* Assigned task:
Look through the data for the string "below". Copy every line where it is found.

○ ○ ○ ○ ○

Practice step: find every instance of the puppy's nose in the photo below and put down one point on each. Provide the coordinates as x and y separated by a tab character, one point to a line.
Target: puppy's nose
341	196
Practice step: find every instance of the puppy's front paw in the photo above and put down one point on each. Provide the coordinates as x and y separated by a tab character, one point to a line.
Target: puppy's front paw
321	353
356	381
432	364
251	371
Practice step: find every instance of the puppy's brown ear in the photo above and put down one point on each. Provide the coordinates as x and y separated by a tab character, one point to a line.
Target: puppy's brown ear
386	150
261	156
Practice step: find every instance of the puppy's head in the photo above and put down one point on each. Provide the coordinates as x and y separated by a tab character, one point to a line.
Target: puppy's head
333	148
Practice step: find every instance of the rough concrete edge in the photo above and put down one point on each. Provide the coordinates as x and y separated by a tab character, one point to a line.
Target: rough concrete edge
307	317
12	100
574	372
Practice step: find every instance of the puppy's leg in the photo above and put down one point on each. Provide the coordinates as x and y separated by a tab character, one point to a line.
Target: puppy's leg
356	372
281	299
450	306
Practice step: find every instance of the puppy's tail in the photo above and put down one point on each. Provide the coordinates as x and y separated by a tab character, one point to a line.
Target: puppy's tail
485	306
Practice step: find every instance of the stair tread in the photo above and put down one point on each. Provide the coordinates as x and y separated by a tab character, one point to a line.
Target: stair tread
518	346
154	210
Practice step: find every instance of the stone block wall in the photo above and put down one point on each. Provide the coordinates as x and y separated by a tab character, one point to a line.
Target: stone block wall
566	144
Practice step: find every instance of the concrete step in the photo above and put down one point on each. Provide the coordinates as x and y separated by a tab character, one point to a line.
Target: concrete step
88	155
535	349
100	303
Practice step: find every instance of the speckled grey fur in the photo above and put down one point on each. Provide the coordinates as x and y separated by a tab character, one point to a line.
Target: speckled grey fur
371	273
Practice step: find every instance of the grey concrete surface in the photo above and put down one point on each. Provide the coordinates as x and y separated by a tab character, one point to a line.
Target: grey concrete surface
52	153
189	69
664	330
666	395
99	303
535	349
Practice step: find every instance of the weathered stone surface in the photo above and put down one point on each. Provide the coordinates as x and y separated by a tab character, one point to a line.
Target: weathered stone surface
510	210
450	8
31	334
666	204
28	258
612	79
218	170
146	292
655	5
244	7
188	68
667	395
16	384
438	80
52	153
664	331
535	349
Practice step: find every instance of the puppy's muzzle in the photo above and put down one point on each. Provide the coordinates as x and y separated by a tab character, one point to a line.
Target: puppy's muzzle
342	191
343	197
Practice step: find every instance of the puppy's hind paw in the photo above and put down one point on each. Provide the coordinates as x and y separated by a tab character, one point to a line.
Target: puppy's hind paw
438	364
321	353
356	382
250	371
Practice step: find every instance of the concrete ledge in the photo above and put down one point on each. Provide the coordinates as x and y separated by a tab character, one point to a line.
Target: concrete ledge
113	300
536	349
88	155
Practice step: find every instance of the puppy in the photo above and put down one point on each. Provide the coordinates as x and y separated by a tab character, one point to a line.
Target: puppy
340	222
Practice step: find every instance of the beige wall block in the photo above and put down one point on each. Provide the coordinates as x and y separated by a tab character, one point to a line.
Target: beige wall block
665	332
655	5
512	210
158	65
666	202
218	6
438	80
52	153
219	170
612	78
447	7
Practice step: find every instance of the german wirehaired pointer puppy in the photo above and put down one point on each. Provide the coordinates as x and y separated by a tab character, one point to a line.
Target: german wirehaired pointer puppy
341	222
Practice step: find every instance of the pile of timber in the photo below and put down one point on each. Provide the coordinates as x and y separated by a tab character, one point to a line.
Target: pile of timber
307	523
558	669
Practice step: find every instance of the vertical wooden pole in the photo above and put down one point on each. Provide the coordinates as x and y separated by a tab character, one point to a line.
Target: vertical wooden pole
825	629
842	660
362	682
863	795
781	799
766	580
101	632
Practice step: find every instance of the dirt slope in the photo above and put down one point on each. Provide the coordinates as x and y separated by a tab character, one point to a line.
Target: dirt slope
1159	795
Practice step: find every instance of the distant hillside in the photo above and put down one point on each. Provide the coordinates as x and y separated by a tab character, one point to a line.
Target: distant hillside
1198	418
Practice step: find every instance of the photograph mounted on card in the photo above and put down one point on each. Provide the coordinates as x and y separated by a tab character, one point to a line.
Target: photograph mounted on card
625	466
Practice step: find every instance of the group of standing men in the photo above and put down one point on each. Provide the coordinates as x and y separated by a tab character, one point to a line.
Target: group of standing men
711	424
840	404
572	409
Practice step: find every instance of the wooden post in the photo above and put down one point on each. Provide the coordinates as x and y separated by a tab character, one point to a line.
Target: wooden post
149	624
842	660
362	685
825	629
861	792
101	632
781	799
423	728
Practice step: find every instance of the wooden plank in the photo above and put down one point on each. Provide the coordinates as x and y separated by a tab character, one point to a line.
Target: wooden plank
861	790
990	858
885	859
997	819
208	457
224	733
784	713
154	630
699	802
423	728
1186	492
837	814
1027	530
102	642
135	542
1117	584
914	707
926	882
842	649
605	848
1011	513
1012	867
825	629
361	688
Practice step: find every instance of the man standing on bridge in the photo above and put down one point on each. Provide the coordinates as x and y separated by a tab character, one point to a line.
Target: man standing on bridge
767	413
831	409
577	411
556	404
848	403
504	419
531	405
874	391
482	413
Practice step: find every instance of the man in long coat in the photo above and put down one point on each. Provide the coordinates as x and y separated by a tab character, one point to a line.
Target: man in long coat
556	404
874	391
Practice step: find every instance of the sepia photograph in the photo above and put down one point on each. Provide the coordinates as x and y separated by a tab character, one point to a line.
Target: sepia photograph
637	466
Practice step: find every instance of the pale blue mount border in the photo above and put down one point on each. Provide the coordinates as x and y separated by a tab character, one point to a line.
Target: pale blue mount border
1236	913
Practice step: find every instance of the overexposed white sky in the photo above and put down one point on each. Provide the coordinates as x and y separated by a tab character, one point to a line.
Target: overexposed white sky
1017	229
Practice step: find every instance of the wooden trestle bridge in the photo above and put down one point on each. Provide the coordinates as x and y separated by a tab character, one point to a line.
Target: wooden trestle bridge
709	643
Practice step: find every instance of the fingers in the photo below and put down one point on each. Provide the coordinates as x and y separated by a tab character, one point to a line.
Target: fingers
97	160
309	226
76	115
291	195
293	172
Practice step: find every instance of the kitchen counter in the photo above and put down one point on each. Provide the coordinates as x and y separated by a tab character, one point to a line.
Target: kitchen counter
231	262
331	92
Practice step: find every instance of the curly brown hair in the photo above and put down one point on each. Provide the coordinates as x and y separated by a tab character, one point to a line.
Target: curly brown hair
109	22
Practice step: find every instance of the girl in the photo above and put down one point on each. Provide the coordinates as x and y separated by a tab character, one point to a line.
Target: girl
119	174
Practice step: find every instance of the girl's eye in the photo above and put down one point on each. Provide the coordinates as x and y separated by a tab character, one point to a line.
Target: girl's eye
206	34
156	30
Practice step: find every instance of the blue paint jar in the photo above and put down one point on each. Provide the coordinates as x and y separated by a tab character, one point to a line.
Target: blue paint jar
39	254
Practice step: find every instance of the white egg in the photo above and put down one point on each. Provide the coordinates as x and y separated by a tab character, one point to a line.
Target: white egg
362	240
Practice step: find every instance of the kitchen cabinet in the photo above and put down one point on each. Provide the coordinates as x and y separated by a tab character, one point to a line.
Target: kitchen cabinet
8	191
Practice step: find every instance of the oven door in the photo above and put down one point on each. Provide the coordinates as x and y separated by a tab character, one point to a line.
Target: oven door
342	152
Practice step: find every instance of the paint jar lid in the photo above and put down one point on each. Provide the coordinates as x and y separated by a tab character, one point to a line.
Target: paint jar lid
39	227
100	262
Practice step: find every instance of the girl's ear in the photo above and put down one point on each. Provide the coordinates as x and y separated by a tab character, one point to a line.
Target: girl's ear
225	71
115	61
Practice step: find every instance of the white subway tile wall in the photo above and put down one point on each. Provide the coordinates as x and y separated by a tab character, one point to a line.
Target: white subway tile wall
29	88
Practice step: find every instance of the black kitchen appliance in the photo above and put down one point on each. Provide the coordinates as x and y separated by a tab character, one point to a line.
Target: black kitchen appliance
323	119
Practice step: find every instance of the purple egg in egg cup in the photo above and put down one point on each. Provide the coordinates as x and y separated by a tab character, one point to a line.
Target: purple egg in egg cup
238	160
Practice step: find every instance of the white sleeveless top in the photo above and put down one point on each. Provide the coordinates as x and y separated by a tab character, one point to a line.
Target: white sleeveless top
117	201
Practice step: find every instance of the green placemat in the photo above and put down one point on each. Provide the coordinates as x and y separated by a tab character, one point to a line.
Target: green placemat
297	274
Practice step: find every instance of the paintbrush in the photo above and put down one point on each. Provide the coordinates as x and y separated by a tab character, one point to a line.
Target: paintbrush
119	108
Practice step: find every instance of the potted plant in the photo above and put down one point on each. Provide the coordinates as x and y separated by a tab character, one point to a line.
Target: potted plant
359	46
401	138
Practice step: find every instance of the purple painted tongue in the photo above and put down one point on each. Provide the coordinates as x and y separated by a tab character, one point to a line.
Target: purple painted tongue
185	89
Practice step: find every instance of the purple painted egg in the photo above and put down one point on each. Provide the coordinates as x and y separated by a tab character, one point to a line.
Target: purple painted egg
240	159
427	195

○ ○ ○ ○ ○

* Answer to the exercise:
Practice step: find every instance of the puppy's nose in the photo below and put down one point on each. Provide the coordinates as x and y separated by a tab character, one point to a line.
Practice step: find every instance of the pile of timber in the photo below and put down one point on each. Provide the coordinates as x and y separated by a tab character, one point to a line.
Practice step: find every instance of the fingers in the photo below and put down one point on each. Provide the coordinates as x and y separated by a tab character, one point to a line.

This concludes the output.